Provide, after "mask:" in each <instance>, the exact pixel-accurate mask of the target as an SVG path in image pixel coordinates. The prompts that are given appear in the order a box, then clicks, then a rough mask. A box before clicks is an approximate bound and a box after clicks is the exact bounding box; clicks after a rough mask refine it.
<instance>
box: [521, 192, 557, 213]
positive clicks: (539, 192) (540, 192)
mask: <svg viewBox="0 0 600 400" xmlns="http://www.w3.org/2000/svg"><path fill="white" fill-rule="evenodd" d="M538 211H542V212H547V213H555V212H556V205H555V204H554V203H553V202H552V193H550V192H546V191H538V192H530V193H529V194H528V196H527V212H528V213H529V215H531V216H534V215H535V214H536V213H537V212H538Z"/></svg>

(What you will do) Reproduce the entries above in full, verbatim.

(Response box)
Provide, after "mask:" in each <instance>, the exact pixel-accurate mask of the target as an SVG path in image pixel coordinates. The prompts that are given appear in the order a box, then clicks, then a rough mask. A box before clicks is an approximate bound and a box after clicks is the exact bounding box; clicks after a rough mask refine it.
<instance>
box: [521, 192, 557, 213]
positive clicks: (539, 192) (540, 192)
mask: <svg viewBox="0 0 600 400" xmlns="http://www.w3.org/2000/svg"><path fill="white" fill-rule="evenodd" d="M538 211H542V212H547V213H555V212H556V205H555V204H554V203H553V202H552V193H550V192H546V191H538V192H530V193H529V194H528V196H527V212H528V213H529V215H531V216H534V215H535V214H536V213H537V212H538Z"/></svg>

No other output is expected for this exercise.